O instituto do habeas corpus tem sido usualmente utilizado com a intenção de liberar o devedor por pensão alimentícia, entretanto, trazemos em breves palavras, numa análise crítica acerca da sua efetividade prática, ou seja, se é possível aplicar referido instituto.

A Constituição Federativa do Brasil, especificamente, no artigo 5°, LXVIII, estabelece que o habeas corpus será cabível sempre que for ameaçada a liberdade de locomoção, por ilegalidade ou abuso de poder.

Em se tratando de pensão de alimentos, existe a possibilidade do devedor ser preso se não efetuar o pagamento de pensão alimentícia estipulada por acordo ou decisão judicial, sendo segregado em regime fechado de um a três meses, devido à dívida em atraso.

Pois bem. Ao que parece, existe um entrechoque, se de um lado o devedor que se nega a pagar os alimentos, por outro lado, temos o Habeas Corpus como instrumento processual. No entanto, é possível vislumbrar a ameaça de sua liberdade para aplicação do referido Habeas Corpus pelo simples fato de ser devedor de alimentos? Entendemos que não.

A ameaça de sofrer a segregação forçada somente será considerada quando estiverem presentes outros requisitos, como uma ilegalidade, ou seja, algo fora dos patamares previstos em lei, como também, o abuso de poder.

Neste ponto, é preciso esclarecer que, se o cerne da questão é evidentemente de fato, não se pode aplicar o Habeas Corpus, pois, se houver prazo legal para o Agravo de Instrumento ou outro instrumento processual, deve-se privilegiar estes institutos processuais em relação ao HC, eis que a prisão está de acordo com a previsão estabelecida em lei.

 O mero inadimplemento da obrigação alimentar deverá persistir, tendo em vista que o devedor poderá até mesmo alegar sua impossibilidade financeira para o pagamento de alimentos, mas isso não significa dizer que a sua responsabilidade exonera-se instantaneamente.

É muito improvável vislumbrar um abuso de poder em casos de inadimplemento de pensão alimentícia. Citamos, como exemplo, a dívida já quitada com os devidos comprovantes de pagamento como elementos probatórios.

No tocante à ilegalidade é preciso levar em consideração o que dispõe o artigo art. 648, III, do CPP: "A coação considerar-se-á ilegal: I - quando não houver justa causa; II - quando alguém estiver preso por mais tempo do que determina a lei; III - quando quem ordenar a coação não tiver competência para fazê-lo; (...)".

####################

• INSTRUÇÕES DAS TAREFAS:
A - Segundo o texto sobre habeas corpus e pensão alimentícia, por quanto tempo e em que regime o devedor de alimentos pode ficar preso?
B - Prossiga com o texto sobre habeas corpus e pensão alimentícia a partir do ponto em que ele termina.

Registros brutos
####################

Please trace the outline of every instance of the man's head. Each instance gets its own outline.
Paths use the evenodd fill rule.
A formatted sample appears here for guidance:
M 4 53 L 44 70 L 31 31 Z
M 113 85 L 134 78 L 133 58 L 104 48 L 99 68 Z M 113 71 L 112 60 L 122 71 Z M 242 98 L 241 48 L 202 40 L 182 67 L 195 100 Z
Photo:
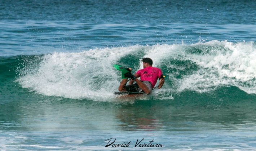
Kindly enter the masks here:
M 152 67 L 153 64 L 153 61 L 149 58 L 144 58 L 142 59 L 141 62 L 143 64 L 144 68 L 148 67 Z

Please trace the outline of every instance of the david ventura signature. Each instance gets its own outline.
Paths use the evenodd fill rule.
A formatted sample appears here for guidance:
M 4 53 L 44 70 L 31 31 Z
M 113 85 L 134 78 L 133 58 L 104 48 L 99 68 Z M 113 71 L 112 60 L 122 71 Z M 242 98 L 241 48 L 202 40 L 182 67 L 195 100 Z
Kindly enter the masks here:
M 164 144 L 158 144 L 153 143 L 153 142 L 154 142 L 154 139 L 152 140 L 151 141 L 149 141 L 149 143 L 146 143 L 142 142 L 143 140 L 144 140 L 144 138 L 143 138 L 140 141 L 139 141 L 139 139 L 137 139 L 137 141 L 136 142 L 134 147 L 162 147 L 164 145 Z M 107 140 L 105 140 L 105 141 L 109 141 L 109 142 L 107 144 L 106 146 L 106 147 L 107 147 L 109 146 L 111 146 L 112 147 L 129 147 L 131 145 L 131 141 L 129 142 L 128 143 L 125 143 L 124 142 L 124 143 L 114 143 L 116 141 L 116 139 L 115 138 L 109 138 Z

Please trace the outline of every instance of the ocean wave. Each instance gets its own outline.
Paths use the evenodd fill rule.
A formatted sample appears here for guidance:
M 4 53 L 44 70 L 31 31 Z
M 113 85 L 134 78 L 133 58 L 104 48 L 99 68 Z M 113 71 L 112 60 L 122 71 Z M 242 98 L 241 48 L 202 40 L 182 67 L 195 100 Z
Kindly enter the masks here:
M 142 68 L 141 59 L 150 57 L 166 76 L 163 89 L 153 92 L 158 99 L 172 99 L 173 93 L 186 91 L 211 92 L 224 86 L 255 94 L 255 46 L 253 42 L 212 41 L 55 52 L 38 56 L 34 64 L 24 61 L 17 81 L 47 96 L 111 101 L 121 80 L 113 65 L 131 67 L 135 73 Z

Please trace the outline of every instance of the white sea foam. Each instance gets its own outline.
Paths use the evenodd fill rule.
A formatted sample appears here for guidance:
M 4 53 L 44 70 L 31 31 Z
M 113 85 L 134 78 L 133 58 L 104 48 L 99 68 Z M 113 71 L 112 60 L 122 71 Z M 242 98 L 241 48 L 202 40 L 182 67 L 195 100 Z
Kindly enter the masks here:
M 173 92 L 205 92 L 223 86 L 235 86 L 248 93 L 256 93 L 256 47 L 253 42 L 212 41 L 190 45 L 136 45 L 79 53 L 54 52 L 43 56 L 39 67 L 35 68 L 36 72 L 25 74 L 17 81 L 23 87 L 46 95 L 112 100 L 116 96 L 113 92 L 116 91 L 120 80 L 113 64 L 139 51 L 145 54 L 144 57 L 153 60 L 154 67 L 164 65 L 168 69 L 186 70 L 182 65 L 170 63 L 171 59 L 189 60 L 198 67 L 197 70 L 182 74 L 180 78 L 164 71 L 166 83 L 171 81 L 172 84 L 165 84 L 164 89 L 154 92 L 159 99 L 172 99 Z M 193 48 L 202 53 L 187 51 Z M 139 60 L 138 63 L 142 68 Z
M 190 56 L 190 60 L 201 69 L 184 76 L 180 82 L 180 91 L 189 89 L 203 92 L 221 86 L 232 86 L 248 93 L 256 93 L 256 48 L 253 42 L 213 41 L 203 45 L 220 47 L 222 49 L 205 57 Z

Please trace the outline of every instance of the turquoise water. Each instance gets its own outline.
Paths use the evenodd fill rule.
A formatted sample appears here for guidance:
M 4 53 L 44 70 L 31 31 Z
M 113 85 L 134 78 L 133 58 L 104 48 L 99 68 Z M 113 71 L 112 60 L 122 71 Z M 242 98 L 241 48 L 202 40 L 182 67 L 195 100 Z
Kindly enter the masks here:
M 255 3 L 0 1 L 0 150 L 254 150 Z M 160 90 L 120 98 L 114 64 Z M 127 147 L 105 146 L 114 143 Z M 162 147 L 134 147 L 138 139 Z

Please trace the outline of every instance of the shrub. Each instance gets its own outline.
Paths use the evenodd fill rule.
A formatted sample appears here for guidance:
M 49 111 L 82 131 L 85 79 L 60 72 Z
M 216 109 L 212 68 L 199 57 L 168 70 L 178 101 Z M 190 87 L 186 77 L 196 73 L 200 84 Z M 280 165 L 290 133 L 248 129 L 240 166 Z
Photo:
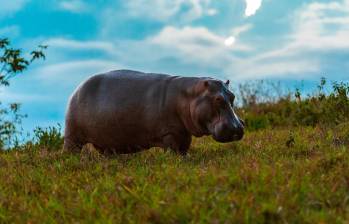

####################

• RESPOSTAS POR TAREFA:
A - De um a três meses, em regime fechado.

B -
É sobre tais incisos do artigo acima que podemos compreender como algumas das situações descritas como ilegais. Vejamos:

I - quando não houver justa causa:

Sob a ótica do processo penal, a justa causa compreende-se como condicionante da ação penal, no qual deverá atender-se para a existência do fundamento jurídico e suporte fático que caracterizam o constrangimento. Trata-se, portanto, a justa causa para a prisão se não houver justo motivo existencial no tocante à ilegalidade da prisão.

Para fins de nosso tema, podemos citar, como exemplo, pessoa que nunca deixou de pagar a pensão alimentícia nos prazos e valores estabelecidos, e houve, entretanto, o mandado de prisão civil. Obviamente, no caso como este deverá provar o seu pagamento da obrigação de forma integral e não parcial. Inclusive, o Superior Tribunal de Justiça já pacificou seu entendimento por meio da Súmula 309, que: “o débito alimentar que autoriza a prisão civil do alimentante é o que compreende as três prestações anteriores ao ajuizamento da execução e as que se vencerem no curso do processo". Assim, decreto de prisão que cumpre esse requisito não constitui constrangimento ilegal.

Há situações que é desnecessário o cumprimento da obrigação alimentar de pessoa que sequer tenha relação, seja em razão da matéria ou mesmo processualmente. Citamos, por exemplo, que o sobrinho requeira judicialmente a pensão alimentícia em face de seu tio, mesmo ciente de que tem todos os familiares, por apenas pensar que seu tio tem melhores condições financeiras que seus pais e avós. Observe-se que, neste caso, o tio não tendo o dever de pagar pensão, entretanto, o magistrado determine que seja paga determinada quantia em dinheiro. Assim, cabível o Habeas Corpus em face da decisão sem justo motivo do juiz.

II - quando alguém estiver preso por mais tempo do que determina a lei

Na hipótese acima, pode-se enfrentar numa situação na qual houve o excesso de prazo na prisão, no qual poderá promover o habeas corpus.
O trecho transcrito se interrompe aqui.